• _Work instruction_
An exact transcription of all the data is required, with every image removed.

• _Records shown_
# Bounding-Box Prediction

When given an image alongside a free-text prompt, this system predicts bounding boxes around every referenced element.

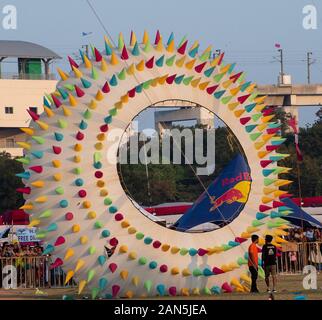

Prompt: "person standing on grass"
[262,235,277,293]
[248,234,259,293]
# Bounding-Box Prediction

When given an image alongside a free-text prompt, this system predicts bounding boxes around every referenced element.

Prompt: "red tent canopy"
[1,210,30,225]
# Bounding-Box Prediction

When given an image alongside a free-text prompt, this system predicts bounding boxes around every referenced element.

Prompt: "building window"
[29,107,38,114]
[6,138,15,148]
[5,107,14,114]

• _Task result_
# Bounding-Box Prediction

When given an image alongside a free-text prompt, this system predicts bounding boxes around every referenced element.


Prompt: "person standing on grass"
[262,235,277,293]
[248,234,259,293]
# Bounding-Box Prediction

When given an image alongside a free-text prompt, this system predicts bounding boxes around every referenced element.

Prompt: "red tent canopy"
[1,210,30,225]
# Bounding-Box Prediction

When given an image alongside a free-text prompt, this system predicts bounding boxes around every referenced element.

Prompt: "building window"
[29,107,38,114]
[6,138,15,148]
[5,107,14,114]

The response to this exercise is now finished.